# What the task asks
Report every line below that contains the string "plant", matching case exactly.
[begin Material provided]
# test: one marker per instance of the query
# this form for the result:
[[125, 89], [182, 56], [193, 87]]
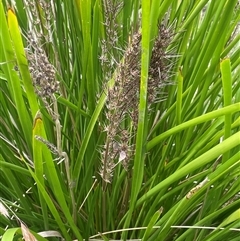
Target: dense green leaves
[[120, 119]]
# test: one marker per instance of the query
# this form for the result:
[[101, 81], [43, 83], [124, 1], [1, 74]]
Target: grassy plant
[[119, 120]]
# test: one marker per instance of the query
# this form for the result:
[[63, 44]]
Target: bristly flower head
[[123, 98]]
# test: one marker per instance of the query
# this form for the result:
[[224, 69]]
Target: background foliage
[[119, 120]]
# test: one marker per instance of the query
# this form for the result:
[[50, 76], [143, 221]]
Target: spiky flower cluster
[[43, 73], [123, 98]]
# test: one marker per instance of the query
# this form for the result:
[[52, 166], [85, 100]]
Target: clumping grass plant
[[120, 120]]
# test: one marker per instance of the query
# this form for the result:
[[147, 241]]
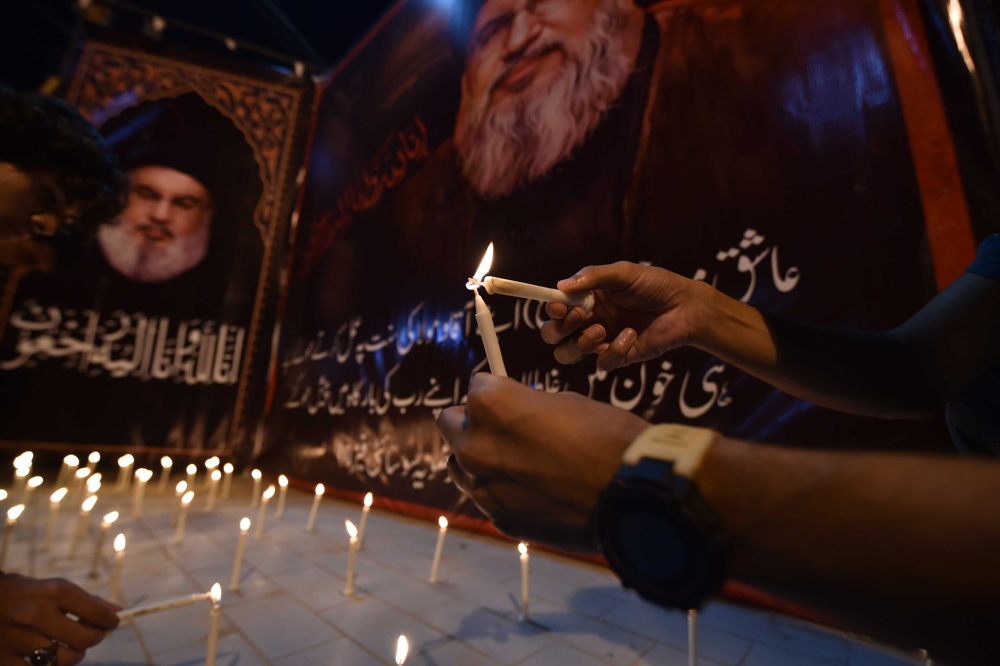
[end Material provided]
# Answer
Target: grassy plant
Target: clumping grass plant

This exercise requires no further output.